Written exercise:
All of the entries need to be written out again, exactly as they are.

- - - - - - -

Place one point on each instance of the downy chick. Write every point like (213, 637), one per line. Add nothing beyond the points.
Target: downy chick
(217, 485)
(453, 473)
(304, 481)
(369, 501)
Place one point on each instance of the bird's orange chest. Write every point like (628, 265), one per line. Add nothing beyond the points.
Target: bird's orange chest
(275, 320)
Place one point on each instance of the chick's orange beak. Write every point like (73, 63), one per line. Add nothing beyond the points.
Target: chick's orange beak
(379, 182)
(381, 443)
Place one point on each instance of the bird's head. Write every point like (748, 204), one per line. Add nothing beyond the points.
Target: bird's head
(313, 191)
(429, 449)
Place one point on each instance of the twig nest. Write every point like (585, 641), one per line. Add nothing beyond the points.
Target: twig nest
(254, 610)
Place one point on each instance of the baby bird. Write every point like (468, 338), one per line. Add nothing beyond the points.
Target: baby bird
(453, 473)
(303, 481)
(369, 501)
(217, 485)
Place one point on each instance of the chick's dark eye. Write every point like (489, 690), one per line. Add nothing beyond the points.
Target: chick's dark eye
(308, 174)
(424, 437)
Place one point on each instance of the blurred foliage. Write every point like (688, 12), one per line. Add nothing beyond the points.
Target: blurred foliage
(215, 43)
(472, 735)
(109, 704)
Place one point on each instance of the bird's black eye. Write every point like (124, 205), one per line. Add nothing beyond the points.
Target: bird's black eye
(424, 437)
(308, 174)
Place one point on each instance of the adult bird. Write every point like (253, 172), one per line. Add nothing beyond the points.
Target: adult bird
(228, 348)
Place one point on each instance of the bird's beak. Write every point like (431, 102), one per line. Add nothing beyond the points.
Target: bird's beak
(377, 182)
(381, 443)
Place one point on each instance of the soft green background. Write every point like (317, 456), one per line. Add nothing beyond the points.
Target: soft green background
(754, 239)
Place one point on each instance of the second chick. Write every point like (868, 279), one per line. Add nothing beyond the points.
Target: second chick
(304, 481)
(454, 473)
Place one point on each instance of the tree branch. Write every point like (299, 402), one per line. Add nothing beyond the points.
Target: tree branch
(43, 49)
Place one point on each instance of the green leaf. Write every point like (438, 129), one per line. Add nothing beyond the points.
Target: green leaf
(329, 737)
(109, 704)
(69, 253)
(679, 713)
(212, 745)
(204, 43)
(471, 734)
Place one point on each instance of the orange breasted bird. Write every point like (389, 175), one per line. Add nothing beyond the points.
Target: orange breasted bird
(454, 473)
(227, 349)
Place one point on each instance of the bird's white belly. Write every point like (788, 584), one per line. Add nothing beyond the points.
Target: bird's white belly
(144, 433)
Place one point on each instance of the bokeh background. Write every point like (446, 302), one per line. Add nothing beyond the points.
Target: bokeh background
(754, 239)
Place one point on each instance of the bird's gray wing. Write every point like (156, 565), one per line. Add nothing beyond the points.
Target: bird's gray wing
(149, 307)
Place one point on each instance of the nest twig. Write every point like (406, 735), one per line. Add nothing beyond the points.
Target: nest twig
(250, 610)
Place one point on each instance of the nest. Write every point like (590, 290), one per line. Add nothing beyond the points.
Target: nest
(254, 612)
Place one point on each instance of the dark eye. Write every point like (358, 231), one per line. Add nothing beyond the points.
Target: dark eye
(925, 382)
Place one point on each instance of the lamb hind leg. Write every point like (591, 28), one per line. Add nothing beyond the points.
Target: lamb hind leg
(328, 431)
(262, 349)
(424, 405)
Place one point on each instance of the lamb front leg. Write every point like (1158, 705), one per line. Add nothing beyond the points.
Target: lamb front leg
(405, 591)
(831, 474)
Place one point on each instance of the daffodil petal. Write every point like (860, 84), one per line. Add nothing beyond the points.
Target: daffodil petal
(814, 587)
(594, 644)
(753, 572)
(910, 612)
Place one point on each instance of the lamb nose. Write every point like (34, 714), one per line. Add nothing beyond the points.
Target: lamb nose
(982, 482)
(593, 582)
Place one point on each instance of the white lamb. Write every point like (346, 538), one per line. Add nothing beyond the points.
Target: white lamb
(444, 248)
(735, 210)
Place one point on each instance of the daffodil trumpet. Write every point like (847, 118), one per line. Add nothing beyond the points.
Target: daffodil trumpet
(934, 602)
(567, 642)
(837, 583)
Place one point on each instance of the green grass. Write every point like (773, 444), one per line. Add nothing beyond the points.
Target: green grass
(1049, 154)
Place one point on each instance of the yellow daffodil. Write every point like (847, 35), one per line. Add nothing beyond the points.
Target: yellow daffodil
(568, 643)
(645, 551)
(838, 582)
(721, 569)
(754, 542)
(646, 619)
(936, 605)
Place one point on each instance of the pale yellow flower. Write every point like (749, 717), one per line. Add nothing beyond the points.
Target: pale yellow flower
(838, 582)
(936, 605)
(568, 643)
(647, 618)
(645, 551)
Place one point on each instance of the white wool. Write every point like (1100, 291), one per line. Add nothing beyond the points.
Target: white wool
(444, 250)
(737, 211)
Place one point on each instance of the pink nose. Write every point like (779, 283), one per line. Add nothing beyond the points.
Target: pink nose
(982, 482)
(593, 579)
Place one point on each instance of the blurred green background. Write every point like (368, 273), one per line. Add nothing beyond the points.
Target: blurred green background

- - - - - - -

Final result:
Place one point on each instance of the downy chick. Write every point like (213, 637), one per line. Add nothing beyond the points.
Target: downy chick
(217, 485)
(453, 473)
(304, 481)
(369, 501)
Place one point on each instance of the bird's orange chest. Write every point like (628, 265), one per line. Add nothing beyond the points.
Target: bird's orange chest
(275, 320)
Place one point on each instance of the chick's orange beak. Write every point like (73, 63), one per line. Add nothing beyond the points.
Target: chick's orange beak
(379, 182)
(381, 443)
Place one point on each instance of the bird's head. Write every point like (748, 204), one per line. Add nothing beyond the points.
Target: bird's head
(313, 191)
(429, 449)
Place one point on each instance of the twig nest. Write every point like (585, 641), one per line. Add nothing beyond the points.
Target: twig nest
(254, 610)
Place one point on each instance of the baby bird. Write every point like (468, 338), one per line. Add nothing beyond the points.
Target: baby bird
(453, 473)
(303, 481)
(369, 501)
(217, 485)
Place one point on each instance of the chick's dark eye. Write every point like (489, 690), one per line. Add nothing beyond the points.
Target: chick's dark eye
(308, 174)
(424, 437)
Place one point on each instance of the blurred foliage. Write every point like (688, 12), one per line. Add nothing beyond the points.
Target: blurred foliage
(215, 43)
(472, 735)
(109, 704)
Place one point on each instance of the bird's black eye. Write every point like (124, 205), one per line. Add nothing beyond the points.
Target: bird's black eye
(424, 437)
(308, 174)
Place one point on each instance of the adult bird. Write every point like (253, 172), one per line. Add nothing beyond the points.
Target: adult bird
(228, 348)
Place one point on each instance of the bird's beak. Write every point like (431, 102), one per line. Add nothing beyond the points.
Target: bird's beak
(377, 182)
(381, 443)
Place one point on each instance of the soft green background. Write every point like (317, 456), one per line. Add nothing beyond the points.
Target: soft green background
(754, 239)
Place one point on each instance of the second chick. Write every point like (868, 279), one per line. Add nothing beyond the points.
Target: second chick
(304, 481)
(454, 473)
Place one point on each instance of the tree branch. Write every point like (299, 402), one per line. Add nothing beyond the points.
Target: tree branch
(43, 49)
Place one point on each instance of the green leaf. Write every point like (438, 129), one per line. Add nothing beyond the points.
Target: green leaf
(329, 737)
(109, 704)
(69, 253)
(679, 713)
(212, 745)
(204, 43)
(471, 734)
Place one point on each instance of the orange breasted bird. Write every point like (389, 175), one per line. Add nothing beyond the points.
Target: orange breasted bird
(454, 473)
(227, 349)
Place one point on each instance of the bird's white belly. Write every point like (788, 584), one per line. Add nothing beyond the points.
Target: bird's white belly
(144, 433)
Place one point on each instance of the bokeh background. Write every point like (446, 302), one per line. Add nothing beyond the points.
Target: bokeh background
(754, 239)
Place one point on each instance of the bird's gray wing. Write every point like (156, 565), one per line. Add nothing beyond the points.
Target: bird's gray wing
(149, 307)
Place one point on each instance of the nest twig. Write every point like (406, 735), one per line. Add nothing beyond the points.
Target: nest twig
(250, 610)
Place one point on each instance of the nest. Write every point like (590, 290), one per line. Add nothing beyond the points.
Target: nest
(254, 612)
Place one point on each instance of the dark eye. Write every point like (358, 231), one per line. Add nothing beyond the points.
Target: dark eye
(925, 382)
Place one point on each instance of the lamb hind leg. Write every point like (591, 28), one per line. Add nothing beyond the points.
Target: lamb hind leg
(328, 431)
(262, 349)
(424, 405)
Place one point on each instance of the lamb front leg. Write every point like (1158, 705), one per line. Add nothing beyond the points.
Target: lamb front leg
(405, 591)
(831, 474)
Place one point on each instance of the daffodil petal. Write every point like (860, 84), one per line. Add nothing beyond the points.
Target: daffodil petal
(814, 587)
(594, 644)
(753, 572)
(910, 612)
Place one point on each instance of the lamb nose. Write every point like (34, 714), one per line. Add nothing beyond the points.
Target: lamb nose
(982, 482)
(593, 582)
Place one point on each instance of the white lamb. Write every point like (346, 538), one per line. Add nothing beyond the points.
Target: white lamb
(444, 248)
(735, 210)
Place one point on each instance of the daffodil trumpet. Write every point like (847, 118), one per line. Add nothing beyond the points.
Target: daffodil trumpet
(934, 602)
(567, 642)
(837, 583)
Place one point on each instance of the green grass. Write every point like (773, 444), one per line. Add nothing beyond the points.
Target: green grass
(1049, 154)
Place one point on each instance of the yellow daffodil. Write every point like (847, 35), one per line. Add nothing beyond the points.
Target: yellow daffodil
(568, 643)
(645, 551)
(838, 582)
(721, 569)
(754, 542)
(646, 619)
(936, 605)
Place one point on each instance of the pale yellow flower. Write every point like (749, 717), one per line. Add nothing beyond the points.
Target: pale yellow flower
(838, 582)
(936, 605)
(568, 643)
(647, 618)
(645, 551)
Place one point on each instance of the white wool. Write every point like (1100, 291), one per line. Add nothing beyond the points.
Target: white wool
(444, 250)
(737, 211)
Place one point on each instance of the pink nose. Write every point like (779, 283), one per line. Add nothing beyond the points.
Target: pink nose
(982, 482)
(593, 579)
Place one point on each instance of the blurred green background. Write every point like (368, 273), one per line. Add nothing beyond the points.
Target: blurred green background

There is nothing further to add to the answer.